# What is needed:
Please repeat the lines below exactly. Begin with the line containing "[(631, 240), (215, 160), (210, 425), (520, 308)]" and go on through the line containing "Task: indicate every instance of the grab".

(Natural-language object grounding data)
________________
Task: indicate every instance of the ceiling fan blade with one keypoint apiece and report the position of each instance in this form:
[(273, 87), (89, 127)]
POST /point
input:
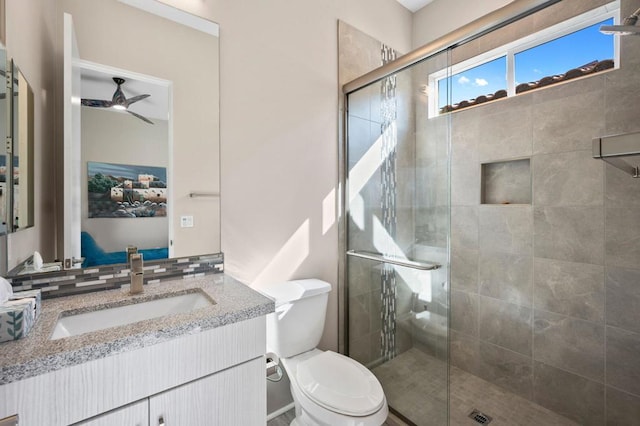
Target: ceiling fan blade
[(145, 119), (97, 103), (136, 99)]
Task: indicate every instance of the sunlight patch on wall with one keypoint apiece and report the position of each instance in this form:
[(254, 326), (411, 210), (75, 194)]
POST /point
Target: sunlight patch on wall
[(418, 281), (328, 211), (362, 171), (288, 259)]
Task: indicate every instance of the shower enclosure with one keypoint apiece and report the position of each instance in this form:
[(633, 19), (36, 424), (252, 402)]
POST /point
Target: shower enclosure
[(490, 262), (397, 239)]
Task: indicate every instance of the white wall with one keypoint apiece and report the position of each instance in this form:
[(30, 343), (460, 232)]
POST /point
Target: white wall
[(279, 130), (443, 16), (30, 36)]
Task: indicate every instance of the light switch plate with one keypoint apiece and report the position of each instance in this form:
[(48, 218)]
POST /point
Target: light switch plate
[(186, 221)]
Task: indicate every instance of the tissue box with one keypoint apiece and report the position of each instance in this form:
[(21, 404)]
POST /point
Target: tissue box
[(18, 314)]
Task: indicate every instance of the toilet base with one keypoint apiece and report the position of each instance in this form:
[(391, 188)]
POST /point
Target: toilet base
[(310, 414)]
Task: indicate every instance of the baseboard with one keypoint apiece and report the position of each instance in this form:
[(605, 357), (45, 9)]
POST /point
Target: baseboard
[(280, 411)]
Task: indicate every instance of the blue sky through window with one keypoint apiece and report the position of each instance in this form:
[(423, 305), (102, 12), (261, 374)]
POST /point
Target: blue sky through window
[(481, 80), (562, 54), (553, 57)]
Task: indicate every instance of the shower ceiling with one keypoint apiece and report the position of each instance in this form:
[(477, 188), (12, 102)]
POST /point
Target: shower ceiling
[(414, 5)]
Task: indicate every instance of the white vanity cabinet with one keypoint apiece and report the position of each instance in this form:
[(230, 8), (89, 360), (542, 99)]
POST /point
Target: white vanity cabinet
[(205, 378), (230, 397), (136, 414)]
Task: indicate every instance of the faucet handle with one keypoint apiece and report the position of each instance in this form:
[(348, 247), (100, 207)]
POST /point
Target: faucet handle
[(136, 263)]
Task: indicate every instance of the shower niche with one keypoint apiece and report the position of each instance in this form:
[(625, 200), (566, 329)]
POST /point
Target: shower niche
[(506, 182)]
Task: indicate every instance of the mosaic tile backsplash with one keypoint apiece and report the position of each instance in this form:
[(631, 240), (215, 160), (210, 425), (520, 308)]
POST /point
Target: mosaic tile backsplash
[(108, 277)]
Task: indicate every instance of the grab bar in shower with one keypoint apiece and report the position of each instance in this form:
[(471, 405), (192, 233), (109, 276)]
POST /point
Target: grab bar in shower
[(203, 194), (618, 150), (379, 257)]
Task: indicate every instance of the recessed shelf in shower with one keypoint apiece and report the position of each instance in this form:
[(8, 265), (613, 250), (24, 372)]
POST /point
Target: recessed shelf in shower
[(506, 182)]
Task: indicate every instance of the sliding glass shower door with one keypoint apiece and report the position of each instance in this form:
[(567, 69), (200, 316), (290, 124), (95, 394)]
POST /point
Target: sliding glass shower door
[(397, 219)]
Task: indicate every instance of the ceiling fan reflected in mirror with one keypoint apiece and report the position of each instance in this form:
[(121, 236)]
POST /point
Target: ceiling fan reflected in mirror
[(119, 101)]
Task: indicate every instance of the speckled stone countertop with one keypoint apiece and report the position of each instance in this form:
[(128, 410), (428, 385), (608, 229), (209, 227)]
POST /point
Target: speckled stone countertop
[(37, 354)]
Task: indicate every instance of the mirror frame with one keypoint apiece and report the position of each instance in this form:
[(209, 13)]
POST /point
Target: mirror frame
[(13, 144)]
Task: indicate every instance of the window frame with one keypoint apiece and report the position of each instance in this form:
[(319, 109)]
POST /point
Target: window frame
[(510, 50)]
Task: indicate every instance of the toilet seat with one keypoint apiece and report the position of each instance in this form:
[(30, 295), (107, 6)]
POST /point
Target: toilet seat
[(340, 384)]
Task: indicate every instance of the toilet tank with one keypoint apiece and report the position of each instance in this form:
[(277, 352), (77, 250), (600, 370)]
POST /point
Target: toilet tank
[(297, 324)]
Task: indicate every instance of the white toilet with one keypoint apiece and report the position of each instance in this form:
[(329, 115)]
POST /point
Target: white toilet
[(328, 388)]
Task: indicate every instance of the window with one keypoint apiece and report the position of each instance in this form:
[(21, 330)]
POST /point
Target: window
[(571, 49), (474, 83)]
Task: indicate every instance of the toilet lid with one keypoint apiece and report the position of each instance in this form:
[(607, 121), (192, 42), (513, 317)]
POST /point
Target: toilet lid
[(340, 384)]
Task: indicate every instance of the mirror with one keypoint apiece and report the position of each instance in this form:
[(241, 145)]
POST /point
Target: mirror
[(22, 141), (173, 163), (5, 200)]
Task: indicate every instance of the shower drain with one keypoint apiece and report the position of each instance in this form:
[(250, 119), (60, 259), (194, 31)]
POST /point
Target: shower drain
[(480, 417)]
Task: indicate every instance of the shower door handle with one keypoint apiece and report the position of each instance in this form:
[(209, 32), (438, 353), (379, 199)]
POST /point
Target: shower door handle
[(408, 263)]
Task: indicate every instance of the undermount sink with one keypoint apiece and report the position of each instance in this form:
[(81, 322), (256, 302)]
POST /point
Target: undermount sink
[(74, 324)]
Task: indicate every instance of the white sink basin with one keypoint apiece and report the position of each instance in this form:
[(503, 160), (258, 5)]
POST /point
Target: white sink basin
[(74, 324)]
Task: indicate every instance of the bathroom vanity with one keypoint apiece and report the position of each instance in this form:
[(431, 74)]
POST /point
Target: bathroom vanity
[(204, 366)]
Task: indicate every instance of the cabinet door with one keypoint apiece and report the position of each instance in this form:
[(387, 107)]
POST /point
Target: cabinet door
[(136, 414), (236, 396)]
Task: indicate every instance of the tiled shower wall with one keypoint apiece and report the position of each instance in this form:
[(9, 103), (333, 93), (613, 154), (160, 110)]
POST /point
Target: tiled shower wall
[(358, 54), (546, 296)]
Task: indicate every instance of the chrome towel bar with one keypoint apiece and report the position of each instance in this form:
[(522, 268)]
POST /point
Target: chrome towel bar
[(379, 257)]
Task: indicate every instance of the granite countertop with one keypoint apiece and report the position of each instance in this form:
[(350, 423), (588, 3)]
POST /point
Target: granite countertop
[(37, 354)]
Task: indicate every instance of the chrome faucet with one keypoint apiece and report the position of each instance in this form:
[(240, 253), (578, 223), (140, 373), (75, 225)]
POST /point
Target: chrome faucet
[(137, 274)]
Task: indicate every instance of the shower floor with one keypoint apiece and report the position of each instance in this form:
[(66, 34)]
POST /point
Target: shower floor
[(415, 385)]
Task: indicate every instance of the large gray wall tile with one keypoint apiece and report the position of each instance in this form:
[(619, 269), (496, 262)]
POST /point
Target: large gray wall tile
[(621, 189), (573, 289), (464, 269), (359, 315), (574, 234), (623, 360), (568, 343), (464, 312), (507, 277), (505, 324), (506, 229), (622, 408), (621, 95), (623, 298), (568, 394), (567, 117), (623, 237), (465, 352), (567, 179), (465, 184), (506, 368), (464, 227), (506, 134)]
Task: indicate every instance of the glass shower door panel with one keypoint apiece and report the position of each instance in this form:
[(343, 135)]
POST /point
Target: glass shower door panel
[(397, 209)]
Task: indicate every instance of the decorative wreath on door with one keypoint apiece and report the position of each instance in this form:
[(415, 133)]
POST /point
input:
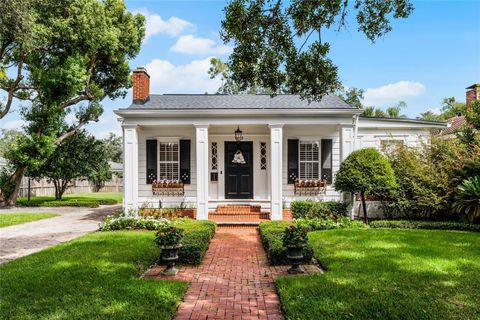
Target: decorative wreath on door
[(238, 158)]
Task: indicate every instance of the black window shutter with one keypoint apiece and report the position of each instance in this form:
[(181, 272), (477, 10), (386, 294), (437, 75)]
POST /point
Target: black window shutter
[(326, 151), (292, 150), (151, 160), (185, 161)]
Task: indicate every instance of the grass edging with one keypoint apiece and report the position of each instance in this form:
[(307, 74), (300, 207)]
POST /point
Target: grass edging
[(432, 225), (271, 233), (14, 218)]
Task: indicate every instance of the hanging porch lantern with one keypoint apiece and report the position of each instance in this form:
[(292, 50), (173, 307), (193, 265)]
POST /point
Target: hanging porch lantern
[(238, 134)]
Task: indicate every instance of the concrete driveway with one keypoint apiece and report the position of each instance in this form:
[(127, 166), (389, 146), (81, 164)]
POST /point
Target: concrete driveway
[(23, 239)]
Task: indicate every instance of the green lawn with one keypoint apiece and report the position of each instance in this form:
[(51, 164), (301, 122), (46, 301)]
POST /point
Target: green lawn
[(93, 200), (9, 219), (388, 274), (93, 277)]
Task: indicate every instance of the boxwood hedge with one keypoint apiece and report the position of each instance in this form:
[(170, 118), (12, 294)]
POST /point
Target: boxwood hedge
[(318, 210)]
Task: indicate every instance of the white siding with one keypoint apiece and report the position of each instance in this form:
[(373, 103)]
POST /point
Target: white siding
[(165, 132)]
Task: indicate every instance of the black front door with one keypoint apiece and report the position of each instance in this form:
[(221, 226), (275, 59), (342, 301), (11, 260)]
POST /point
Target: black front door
[(238, 170)]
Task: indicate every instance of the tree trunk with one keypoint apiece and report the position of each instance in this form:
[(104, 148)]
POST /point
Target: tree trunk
[(16, 177), (364, 205)]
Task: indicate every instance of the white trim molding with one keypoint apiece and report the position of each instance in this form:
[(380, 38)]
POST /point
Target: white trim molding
[(202, 152), (130, 160), (276, 161)]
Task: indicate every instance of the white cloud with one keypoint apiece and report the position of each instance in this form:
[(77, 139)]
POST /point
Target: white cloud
[(188, 78), (436, 111), (154, 24), (393, 92), (13, 124), (190, 44)]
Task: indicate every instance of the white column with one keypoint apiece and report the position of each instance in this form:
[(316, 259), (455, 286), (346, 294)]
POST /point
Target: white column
[(276, 162), (202, 171), (346, 140), (130, 165)]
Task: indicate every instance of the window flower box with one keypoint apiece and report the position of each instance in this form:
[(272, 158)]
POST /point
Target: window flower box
[(310, 187), (168, 188)]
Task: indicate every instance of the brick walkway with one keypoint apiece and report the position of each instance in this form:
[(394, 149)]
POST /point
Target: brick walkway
[(23, 239), (234, 280)]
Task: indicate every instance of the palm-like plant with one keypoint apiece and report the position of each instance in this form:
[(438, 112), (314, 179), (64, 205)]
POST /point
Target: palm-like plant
[(467, 199)]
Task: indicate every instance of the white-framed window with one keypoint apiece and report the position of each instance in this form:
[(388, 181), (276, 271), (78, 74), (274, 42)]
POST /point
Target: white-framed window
[(309, 160), (168, 160)]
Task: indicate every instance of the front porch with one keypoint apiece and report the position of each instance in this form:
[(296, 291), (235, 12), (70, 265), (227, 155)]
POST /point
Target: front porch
[(231, 180)]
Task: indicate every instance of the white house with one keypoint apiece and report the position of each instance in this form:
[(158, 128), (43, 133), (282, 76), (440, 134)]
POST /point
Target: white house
[(244, 149)]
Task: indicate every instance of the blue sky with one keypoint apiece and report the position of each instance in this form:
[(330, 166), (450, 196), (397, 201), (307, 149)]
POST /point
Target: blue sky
[(433, 54)]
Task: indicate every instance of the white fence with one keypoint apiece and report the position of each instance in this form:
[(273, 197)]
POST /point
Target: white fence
[(44, 188)]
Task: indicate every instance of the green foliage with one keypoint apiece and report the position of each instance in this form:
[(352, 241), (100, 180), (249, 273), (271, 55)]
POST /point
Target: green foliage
[(113, 223), (271, 234), (366, 171), (9, 219), (94, 277), (421, 194), (70, 52), (329, 224), (467, 199), (7, 137), (294, 236), (387, 274), (80, 156), (265, 34), (67, 201), (320, 210), (352, 96), (433, 225), (168, 236), (196, 240), (113, 145)]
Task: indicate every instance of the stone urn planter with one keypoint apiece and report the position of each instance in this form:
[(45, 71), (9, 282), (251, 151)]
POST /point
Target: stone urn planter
[(169, 257), (295, 240), (168, 240), (295, 255)]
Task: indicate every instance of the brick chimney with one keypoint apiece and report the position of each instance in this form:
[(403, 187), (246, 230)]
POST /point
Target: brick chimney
[(473, 93), (141, 85)]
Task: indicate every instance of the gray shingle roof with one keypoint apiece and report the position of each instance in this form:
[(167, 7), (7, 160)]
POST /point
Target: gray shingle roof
[(241, 101)]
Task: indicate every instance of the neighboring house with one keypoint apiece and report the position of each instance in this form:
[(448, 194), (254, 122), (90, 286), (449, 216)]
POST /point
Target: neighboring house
[(281, 139), (116, 168)]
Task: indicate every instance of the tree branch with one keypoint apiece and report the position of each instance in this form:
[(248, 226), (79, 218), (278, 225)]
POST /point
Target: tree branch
[(13, 87)]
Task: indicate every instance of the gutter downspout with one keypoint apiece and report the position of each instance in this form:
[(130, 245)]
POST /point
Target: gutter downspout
[(355, 134)]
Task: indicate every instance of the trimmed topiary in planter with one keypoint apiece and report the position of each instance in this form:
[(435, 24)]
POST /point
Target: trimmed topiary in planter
[(168, 240), (295, 239)]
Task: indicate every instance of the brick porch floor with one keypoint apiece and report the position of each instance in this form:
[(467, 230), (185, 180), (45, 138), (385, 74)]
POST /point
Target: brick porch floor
[(234, 280)]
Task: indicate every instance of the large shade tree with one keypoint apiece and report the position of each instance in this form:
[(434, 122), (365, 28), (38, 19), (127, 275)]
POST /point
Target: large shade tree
[(366, 172), (80, 156), (73, 54), (278, 44)]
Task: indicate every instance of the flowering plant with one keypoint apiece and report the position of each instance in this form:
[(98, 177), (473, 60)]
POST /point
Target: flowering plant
[(168, 236), (295, 237)]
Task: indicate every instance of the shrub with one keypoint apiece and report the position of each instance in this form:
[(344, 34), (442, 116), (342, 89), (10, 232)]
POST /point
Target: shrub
[(112, 223), (328, 224), (271, 234), (406, 224), (197, 237), (168, 236), (294, 236), (366, 171), (467, 200), (316, 209)]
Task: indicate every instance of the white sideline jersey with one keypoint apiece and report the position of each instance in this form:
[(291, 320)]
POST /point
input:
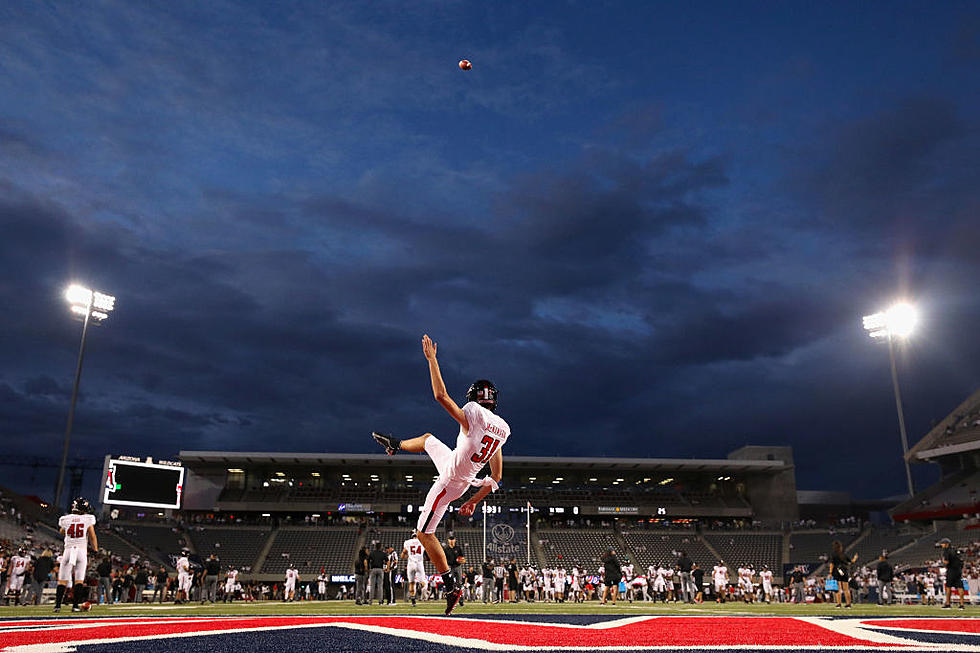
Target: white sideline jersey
[(76, 529), (474, 448), (415, 551)]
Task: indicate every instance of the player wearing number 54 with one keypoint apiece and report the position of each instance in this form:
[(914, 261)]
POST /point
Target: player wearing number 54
[(482, 434)]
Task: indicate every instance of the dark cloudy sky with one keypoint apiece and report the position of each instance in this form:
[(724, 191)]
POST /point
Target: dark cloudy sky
[(655, 226)]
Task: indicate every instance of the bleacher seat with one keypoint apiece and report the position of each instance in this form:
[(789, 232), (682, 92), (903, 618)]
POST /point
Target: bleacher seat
[(333, 548), (234, 546), (652, 547), (584, 548), (815, 546), (754, 549)]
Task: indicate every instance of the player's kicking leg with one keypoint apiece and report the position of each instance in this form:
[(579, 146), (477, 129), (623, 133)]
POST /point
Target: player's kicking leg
[(440, 496)]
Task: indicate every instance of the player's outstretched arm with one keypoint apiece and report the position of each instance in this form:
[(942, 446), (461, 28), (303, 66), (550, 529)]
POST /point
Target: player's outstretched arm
[(438, 386), (496, 473)]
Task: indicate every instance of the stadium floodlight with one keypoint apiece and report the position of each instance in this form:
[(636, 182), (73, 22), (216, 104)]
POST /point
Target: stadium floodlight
[(899, 321), (87, 305)]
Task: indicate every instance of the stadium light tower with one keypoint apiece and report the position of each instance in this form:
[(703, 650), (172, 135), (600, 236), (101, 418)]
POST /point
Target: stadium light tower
[(897, 322), (87, 305)]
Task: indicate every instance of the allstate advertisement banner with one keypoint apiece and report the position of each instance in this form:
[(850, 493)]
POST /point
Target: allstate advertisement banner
[(505, 541)]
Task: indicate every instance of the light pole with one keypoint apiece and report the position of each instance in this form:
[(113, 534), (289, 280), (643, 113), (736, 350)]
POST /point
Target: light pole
[(87, 305), (897, 322)]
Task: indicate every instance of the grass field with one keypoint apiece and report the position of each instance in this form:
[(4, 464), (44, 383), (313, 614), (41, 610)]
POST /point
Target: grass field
[(474, 609)]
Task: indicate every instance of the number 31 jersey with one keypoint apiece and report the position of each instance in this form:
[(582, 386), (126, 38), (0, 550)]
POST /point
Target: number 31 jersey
[(76, 529), (487, 434)]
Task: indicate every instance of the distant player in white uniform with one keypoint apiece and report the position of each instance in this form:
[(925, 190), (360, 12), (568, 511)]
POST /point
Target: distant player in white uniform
[(185, 578), (766, 576), (230, 579), (78, 527), (745, 583), (17, 569), (415, 571), (482, 434), (720, 577), (291, 577), (321, 586)]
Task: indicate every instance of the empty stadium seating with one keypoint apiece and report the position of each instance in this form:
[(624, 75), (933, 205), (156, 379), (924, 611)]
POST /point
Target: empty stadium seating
[(584, 548), (925, 550), (117, 546), (814, 546), (333, 548), (159, 541), (661, 547), (755, 549), (235, 546), (881, 538)]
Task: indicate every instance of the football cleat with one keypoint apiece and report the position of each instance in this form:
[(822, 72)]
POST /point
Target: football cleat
[(452, 598), (389, 443), (483, 392)]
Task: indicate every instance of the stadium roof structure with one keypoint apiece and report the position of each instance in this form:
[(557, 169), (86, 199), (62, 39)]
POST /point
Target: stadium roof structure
[(239, 458), (951, 436)]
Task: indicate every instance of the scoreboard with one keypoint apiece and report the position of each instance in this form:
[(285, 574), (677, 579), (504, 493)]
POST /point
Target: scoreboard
[(142, 484)]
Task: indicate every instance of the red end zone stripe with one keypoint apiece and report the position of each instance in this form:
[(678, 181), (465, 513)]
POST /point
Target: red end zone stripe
[(757, 632), (662, 631), (971, 626)]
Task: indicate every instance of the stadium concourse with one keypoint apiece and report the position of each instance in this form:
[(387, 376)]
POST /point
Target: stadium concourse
[(758, 550)]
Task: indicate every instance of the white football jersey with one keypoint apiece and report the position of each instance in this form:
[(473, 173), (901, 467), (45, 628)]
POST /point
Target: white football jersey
[(18, 565), (76, 528), (415, 551), (487, 433)]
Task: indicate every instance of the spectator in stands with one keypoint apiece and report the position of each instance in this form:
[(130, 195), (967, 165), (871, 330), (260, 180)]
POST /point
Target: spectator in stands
[(954, 572), (612, 573), (840, 571), (885, 574), (685, 565), (376, 564)]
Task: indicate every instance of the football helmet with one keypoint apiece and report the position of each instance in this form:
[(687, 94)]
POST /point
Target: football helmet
[(80, 505), (483, 392)]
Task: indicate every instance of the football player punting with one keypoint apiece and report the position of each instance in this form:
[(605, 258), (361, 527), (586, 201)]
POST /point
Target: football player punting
[(766, 576), (78, 527), (291, 577), (415, 572), (482, 434)]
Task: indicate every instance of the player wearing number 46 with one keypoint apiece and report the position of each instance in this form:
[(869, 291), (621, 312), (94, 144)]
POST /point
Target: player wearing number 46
________________
# Answer for the task:
[(631, 240), (215, 160), (210, 425), (520, 308)]
POST /point
Target: mosaic tile backsplash
[(108, 277)]
Task: indicate every instance of the grab bar in shower with one keypoint apiece and report the position of each instance in this form:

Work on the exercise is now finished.